Point-per-instance localization data
——————————
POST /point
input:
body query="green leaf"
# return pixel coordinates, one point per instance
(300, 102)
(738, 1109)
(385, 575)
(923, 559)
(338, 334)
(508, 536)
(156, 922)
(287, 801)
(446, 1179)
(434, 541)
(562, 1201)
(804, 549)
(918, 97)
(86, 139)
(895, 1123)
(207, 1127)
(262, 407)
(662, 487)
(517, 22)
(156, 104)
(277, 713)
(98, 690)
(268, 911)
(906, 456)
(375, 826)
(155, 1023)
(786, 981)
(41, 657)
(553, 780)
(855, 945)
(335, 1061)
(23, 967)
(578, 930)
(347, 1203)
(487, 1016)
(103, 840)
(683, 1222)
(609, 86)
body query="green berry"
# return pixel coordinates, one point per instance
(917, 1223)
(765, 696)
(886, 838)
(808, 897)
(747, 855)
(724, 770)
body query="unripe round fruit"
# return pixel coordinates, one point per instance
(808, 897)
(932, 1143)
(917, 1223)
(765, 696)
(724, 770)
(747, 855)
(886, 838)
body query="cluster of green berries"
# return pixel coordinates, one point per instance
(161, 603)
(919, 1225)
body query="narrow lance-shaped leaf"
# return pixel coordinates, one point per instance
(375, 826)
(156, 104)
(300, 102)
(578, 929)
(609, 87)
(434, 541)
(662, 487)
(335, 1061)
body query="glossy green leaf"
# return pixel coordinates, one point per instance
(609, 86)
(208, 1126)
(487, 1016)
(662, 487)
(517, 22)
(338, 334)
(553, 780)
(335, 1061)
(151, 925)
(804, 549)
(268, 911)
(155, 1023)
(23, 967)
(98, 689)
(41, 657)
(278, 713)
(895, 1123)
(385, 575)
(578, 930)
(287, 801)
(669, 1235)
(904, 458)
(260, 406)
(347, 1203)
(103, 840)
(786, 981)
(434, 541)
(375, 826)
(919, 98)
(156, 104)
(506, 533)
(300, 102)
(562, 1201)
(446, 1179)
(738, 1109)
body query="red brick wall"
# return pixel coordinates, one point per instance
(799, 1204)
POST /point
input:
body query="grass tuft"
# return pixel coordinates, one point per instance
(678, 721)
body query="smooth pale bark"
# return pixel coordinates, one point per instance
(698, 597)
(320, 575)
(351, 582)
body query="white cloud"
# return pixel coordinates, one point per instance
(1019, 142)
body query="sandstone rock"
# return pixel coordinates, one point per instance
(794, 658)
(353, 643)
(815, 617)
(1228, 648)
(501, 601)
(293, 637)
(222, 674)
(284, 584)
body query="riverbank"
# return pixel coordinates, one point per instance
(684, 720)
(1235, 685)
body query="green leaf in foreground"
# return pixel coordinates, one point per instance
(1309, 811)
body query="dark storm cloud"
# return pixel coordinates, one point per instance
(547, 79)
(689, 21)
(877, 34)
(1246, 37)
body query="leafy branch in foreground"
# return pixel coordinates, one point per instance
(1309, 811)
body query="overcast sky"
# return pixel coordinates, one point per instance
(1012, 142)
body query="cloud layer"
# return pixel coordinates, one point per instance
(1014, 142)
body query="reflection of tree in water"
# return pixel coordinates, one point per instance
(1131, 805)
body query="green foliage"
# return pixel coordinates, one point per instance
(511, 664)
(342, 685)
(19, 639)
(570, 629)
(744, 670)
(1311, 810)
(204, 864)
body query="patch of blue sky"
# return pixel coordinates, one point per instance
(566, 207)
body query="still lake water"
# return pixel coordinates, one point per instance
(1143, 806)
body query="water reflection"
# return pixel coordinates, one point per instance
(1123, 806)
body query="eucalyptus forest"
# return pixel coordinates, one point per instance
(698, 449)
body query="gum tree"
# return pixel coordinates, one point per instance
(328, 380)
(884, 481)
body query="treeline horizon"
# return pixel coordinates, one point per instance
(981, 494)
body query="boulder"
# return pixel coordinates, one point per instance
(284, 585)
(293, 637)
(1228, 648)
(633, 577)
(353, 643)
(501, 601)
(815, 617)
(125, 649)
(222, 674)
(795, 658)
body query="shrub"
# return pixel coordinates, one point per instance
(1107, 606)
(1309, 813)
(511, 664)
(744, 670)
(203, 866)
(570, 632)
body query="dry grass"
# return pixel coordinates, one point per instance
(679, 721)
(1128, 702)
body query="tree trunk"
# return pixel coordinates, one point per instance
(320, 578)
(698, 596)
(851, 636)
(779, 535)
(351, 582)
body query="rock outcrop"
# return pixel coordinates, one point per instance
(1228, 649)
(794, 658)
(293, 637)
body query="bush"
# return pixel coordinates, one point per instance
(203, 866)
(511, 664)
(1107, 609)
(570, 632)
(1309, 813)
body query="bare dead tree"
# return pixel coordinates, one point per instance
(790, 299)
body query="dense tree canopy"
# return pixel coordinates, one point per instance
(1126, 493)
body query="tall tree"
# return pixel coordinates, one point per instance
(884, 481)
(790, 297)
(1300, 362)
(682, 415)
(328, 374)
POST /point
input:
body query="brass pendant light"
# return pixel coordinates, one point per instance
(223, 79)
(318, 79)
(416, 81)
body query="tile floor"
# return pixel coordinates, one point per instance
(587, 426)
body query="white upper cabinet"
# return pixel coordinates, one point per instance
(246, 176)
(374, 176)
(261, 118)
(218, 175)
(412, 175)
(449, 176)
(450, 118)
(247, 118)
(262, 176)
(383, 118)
——————————
Description of the task:
Each line of the records should be transcribed without change.

Exercise answer:
POST /point
input:
body query="green leaf"
# return pixel coordinates, one point per instance
(300, 102)
(738, 1109)
(385, 575)
(923, 559)
(338, 334)
(508, 536)
(156, 922)
(287, 801)
(446, 1179)
(434, 541)
(562, 1201)
(804, 549)
(918, 97)
(86, 139)
(895, 1123)
(207, 1127)
(262, 407)
(662, 487)
(517, 22)
(156, 104)
(277, 713)
(98, 690)
(268, 911)
(906, 456)
(375, 826)
(155, 1023)
(786, 981)
(41, 657)
(553, 780)
(855, 945)
(335, 1061)
(23, 967)
(578, 930)
(347, 1203)
(487, 1016)
(103, 840)
(683, 1222)
(609, 86)
body query="green berry"
# return pixel coordinates, one point per instance
(917, 1223)
(765, 696)
(886, 838)
(808, 897)
(747, 855)
(724, 770)
body query="unripe round fruit"
# return pixel coordinates, one point per instance
(808, 897)
(932, 1143)
(917, 1223)
(765, 696)
(724, 770)
(747, 855)
(886, 838)
body query="cluster of green berries"
# return pixel coordinates, one point per instance
(161, 603)
(919, 1225)
body query="narrow lance-shaped leaf"
# return pixel coordinates, one point per instance
(375, 826)
(156, 104)
(300, 102)
(578, 929)
(609, 87)
(434, 541)
(662, 487)
(335, 1061)
body query="glossy green leaf"
# return pixel coordinates, one point per instance
(609, 86)
(208, 1126)
(487, 1016)
(662, 487)
(517, 22)
(338, 334)
(553, 780)
(335, 1061)
(151, 925)
(804, 549)
(268, 911)
(155, 1023)
(23, 967)
(98, 689)
(41, 657)
(278, 713)
(895, 1123)
(385, 575)
(578, 930)
(287, 801)
(669, 1235)
(904, 458)
(260, 406)
(347, 1203)
(103, 840)
(786, 981)
(434, 541)
(375, 826)
(919, 98)
(156, 104)
(506, 533)
(300, 102)
(562, 1201)
(446, 1179)
(738, 1109)
body query="red brick wall"
# return pixel coordinates, one point per instance
(799, 1204)
POST /point
input:
body query="grass tuft"
# return pixel coordinates, one point per instance
(678, 721)
body query="smooth pale bark"
# return pixel coordinates, one point per instance
(698, 597)
(320, 575)
(351, 582)
body query="white cloud"
# return pixel coordinates, one point per instance
(1019, 142)
body query="sandstone rock"
# return pixel coordinates, one point per instance
(794, 658)
(353, 643)
(815, 617)
(1228, 648)
(501, 601)
(293, 637)
(222, 674)
(284, 584)
body query="riverbank"
# return pixel coordinates, one point per instance
(684, 720)
(1235, 685)
body query="green leaf in foreground"
# return pixel coordinates, one point per instance
(1309, 811)
body query="dark storm cloud"
# return pixel coordinates, one point per instance
(547, 79)
(689, 21)
(877, 34)
(1246, 37)
body query="leafy branch in foreground"
# return pixel coordinates, one point per instance
(1309, 811)
body query="overcast sky"
# return pixel coordinates, one point per instance
(1012, 142)
body query="cloud layer"
# return pixel coordinates, one point per instance
(1014, 142)
body query="reflection of tree in water"
# return pixel coordinates, one point per instance
(1131, 805)
body query="green foliage"
# return pixel coordinates, one point per instance
(511, 664)
(342, 685)
(19, 639)
(570, 629)
(744, 670)
(1311, 810)
(204, 864)
body query="patch of blue sky"
# return pixel coordinates, one point per instance
(566, 207)
body query="still lake water"
# return pixel coordinates, one point per instance
(1143, 806)
body query="water reflection"
# return pixel coordinates, one point per instance
(1123, 806)
body query="eucalyptus forest"
# return pixel coordinates, one point per instance
(698, 449)
body query="gum tree"
# return pixel coordinates, one point per instance
(328, 380)
(884, 481)
body query="treeline horizon"
# return pixel coordinates, one point per instance
(981, 494)
body query="boulder"
# return pixel coordinates, one point per instance
(284, 585)
(293, 637)
(1228, 648)
(633, 577)
(353, 643)
(501, 601)
(815, 617)
(125, 649)
(222, 674)
(795, 658)
body query="shrub"
# return pixel coordinates, one point per instance
(1107, 606)
(1309, 813)
(511, 664)
(744, 670)
(203, 866)
(570, 632)
body query="dry grass"
# return pixel coordinates, one point per instance
(679, 721)
(1128, 702)
body query="tree trunk"
# return pixel coordinates, one point per instance
(320, 578)
(698, 596)
(851, 636)
(779, 535)
(351, 582)
body query="rock outcrop"
# return pixel coordinates, one point per instance
(1228, 649)
(794, 658)
(293, 637)
body query="bush"
# return pixel coordinates, one point per instance
(203, 866)
(511, 664)
(1107, 609)
(570, 632)
(1309, 813)
body query="bare dead tree"
# return pixel coordinates, one point per instance
(790, 299)
body query="dense tree canopy"
# return pixel coordinates, one point per instance
(1126, 493)
body query="tall tree"
# return pixel coordinates, one point per instance
(884, 481)
(790, 297)
(1300, 362)
(682, 415)
(328, 374)
POST /point
input:
body query="brass pendant light"
# return pixel coordinates, one point per instance
(223, 79)
(318, 79)
(416, 81)
body query="tile floor"
# return pixel coordinates, one point per instance
(587, 426)
body query="white upper cabinet"
# return pixel coordinates, one point per instance
(246, 176)
(374, 176)
(261, 118)
(218, 175)
(412, 175)
(449, 176)
(450, 118)
(247, 118)
(262, 176)
(383, 118)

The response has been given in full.